Hülya Uçansu, 1983'te Sinema Günleri adıyla başlayıp İstanbul Film Festivali'ne dönüşen sinema şölenin 25 yıl boyunca yöneticiliğini yaptı. Ben dahil binlerce sinemasevere bu şölende çok özel anlar yaşattı; bunun için ona müteşekkiriz.
Hülya Uçansu Doğan Kitap yayınlarından geçtiğimiz aylarda piyasaya çıkan "Bir Uzun Mesafe Festivalcisinin Anıları / Sinema Günleri'nden İstanbul Film Festivali'ne" adlı bir kitaba imza attı. Türkiye sinema kültür ve tarihi için önemli işlere imza atan Uçansu ile 25 yıllık festival macerasını anlattığı kitabı ve sansür hakkında konuştuk.

### [Sağlanan Bilgiler]
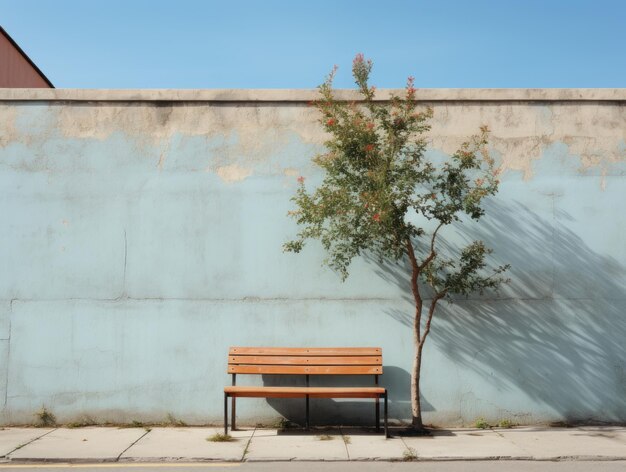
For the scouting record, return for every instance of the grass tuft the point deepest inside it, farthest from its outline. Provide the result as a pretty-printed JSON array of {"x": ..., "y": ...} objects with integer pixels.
[
  {"x": 219, "y": 437},
  {"x": 482, "y": 424},
  {"x": 409, "y": 455},
  {"x": 45, "y": 417},
  {"x": 505, "y": 423}
]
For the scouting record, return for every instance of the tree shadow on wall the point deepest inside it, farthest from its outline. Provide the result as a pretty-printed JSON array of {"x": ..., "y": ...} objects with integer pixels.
[{"x": 556, "y": 333}]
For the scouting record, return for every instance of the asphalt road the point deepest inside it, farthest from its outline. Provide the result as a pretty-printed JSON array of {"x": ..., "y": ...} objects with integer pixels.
[{"x": 448, "y": 466}]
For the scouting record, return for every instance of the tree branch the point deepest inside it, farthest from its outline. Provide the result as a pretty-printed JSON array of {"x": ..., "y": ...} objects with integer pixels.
[
  {"x": 431, "y": 312},
  {"x": 415, "y": 271}
]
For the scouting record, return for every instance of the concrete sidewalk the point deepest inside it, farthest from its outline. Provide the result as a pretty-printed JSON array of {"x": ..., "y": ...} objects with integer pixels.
[{"x": 105, "y": 444}]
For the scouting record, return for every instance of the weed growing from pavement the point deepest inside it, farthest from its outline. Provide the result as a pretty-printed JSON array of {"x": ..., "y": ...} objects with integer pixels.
[
  {"x": 173, "y": 421},
  {"x": 481, "y": 424},
  {"x": 409, "y": 455},
  {"x": 45, "y": 417}
]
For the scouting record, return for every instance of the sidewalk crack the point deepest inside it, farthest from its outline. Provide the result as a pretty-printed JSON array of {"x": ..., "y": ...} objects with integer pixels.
[
  {"x": 29, "y": 442},
  {"x": 345, "y": 442},
  {"x": 133, "y": 443}
]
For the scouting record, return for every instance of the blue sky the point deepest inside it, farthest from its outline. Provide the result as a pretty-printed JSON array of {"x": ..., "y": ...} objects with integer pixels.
[{"x": 293, "y": 44}]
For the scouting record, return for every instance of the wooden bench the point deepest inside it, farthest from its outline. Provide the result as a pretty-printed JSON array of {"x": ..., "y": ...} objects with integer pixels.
[{"x": 305, "y": 361}]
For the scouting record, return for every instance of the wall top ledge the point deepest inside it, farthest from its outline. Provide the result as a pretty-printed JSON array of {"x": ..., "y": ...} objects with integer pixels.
[{"x": 304, "y": 95}]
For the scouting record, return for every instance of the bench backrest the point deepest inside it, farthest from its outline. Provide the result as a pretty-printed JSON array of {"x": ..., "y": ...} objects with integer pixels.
[{"x": 305, "y": 361}]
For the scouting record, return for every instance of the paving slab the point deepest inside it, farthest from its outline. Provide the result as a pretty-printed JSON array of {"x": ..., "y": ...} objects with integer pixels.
[
  {"x": 558, "y": 443},
  {"x": 460, "y": 444},
  {"x": 366, "y": 445},
  {"x": 179, "y": 444},
  {"x": 95, "y": 444},
  {"x": 273, "y": 445},
  {"x": 12, "y": 438}
]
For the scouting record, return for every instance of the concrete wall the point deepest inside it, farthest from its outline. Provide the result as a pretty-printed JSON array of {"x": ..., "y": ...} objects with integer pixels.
[{"x": 141, "y": 236}]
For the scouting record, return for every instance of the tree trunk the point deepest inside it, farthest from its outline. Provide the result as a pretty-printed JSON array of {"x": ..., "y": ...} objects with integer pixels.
[{"x": 416, "y": 404}]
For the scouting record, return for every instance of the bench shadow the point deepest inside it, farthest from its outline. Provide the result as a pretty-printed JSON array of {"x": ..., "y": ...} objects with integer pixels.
[
  {"x": 553, "y": 341},
  {"x": 343, "y": 412}
]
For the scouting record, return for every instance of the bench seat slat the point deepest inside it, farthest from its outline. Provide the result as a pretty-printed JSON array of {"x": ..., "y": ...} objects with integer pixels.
[
  {"x": 301, "y": 360},
  {"x": 307, "y": 369},
  {"x": 300, "y": 392},
  {"x": 308, "y": 351}
]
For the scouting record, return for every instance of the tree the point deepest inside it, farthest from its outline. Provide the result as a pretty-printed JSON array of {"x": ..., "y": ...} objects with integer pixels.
[{"x": 382, "y": 195}]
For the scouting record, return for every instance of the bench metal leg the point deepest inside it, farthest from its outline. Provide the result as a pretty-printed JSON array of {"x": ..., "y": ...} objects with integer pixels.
[
  {"x": 377, "y": 408},
  {"x": 225, "y": 414},
  {"x": 308, "y": 425},
  {"x": 386, "y": 425}
]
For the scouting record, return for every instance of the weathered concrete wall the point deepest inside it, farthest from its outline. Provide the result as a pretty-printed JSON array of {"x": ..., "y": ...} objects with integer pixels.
[{"x": 141, "y": 236}]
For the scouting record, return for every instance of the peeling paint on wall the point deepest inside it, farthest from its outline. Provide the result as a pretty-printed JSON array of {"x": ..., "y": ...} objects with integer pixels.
[{"x": 140, "y": 239}]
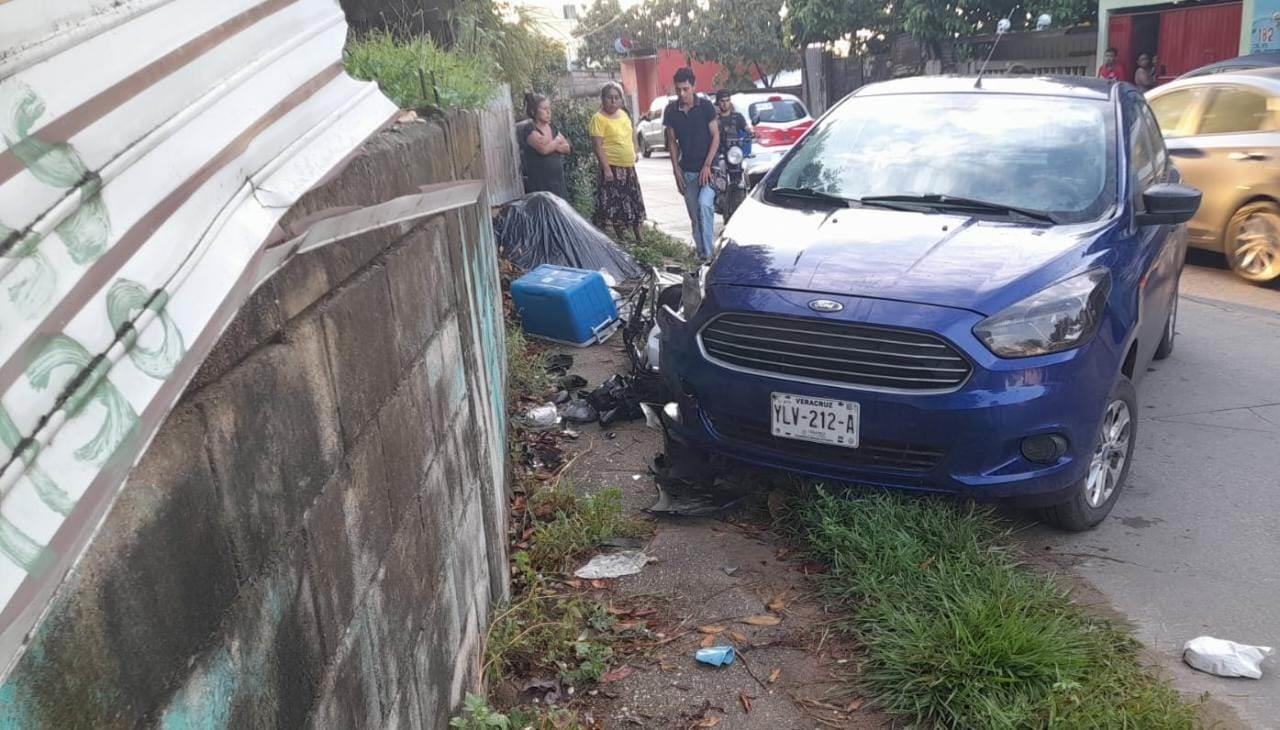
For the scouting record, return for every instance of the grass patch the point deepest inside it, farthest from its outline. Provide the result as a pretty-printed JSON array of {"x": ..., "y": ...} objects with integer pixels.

### [Görev Tanımı]
Hülya Uçansu hakkındaki metne göre şu soruları yanıtlayınız:
(a) Festival hangi yıl ve hangi adla başlamıştır?
(b) Uçansu festivalin yöneticiliğini kaç yıl yapmıştır?
(c) Uçansu'nun kitabı hangi yayınevinden çıkmıştır?
Satırların metinle herhangi bir ilgisi bulunmamaktadır.

### [Yanıt]
(a) 1983'te, Sinema Günleri adıyla.
(b) 25 yıl.
(c) Doğan Kitap.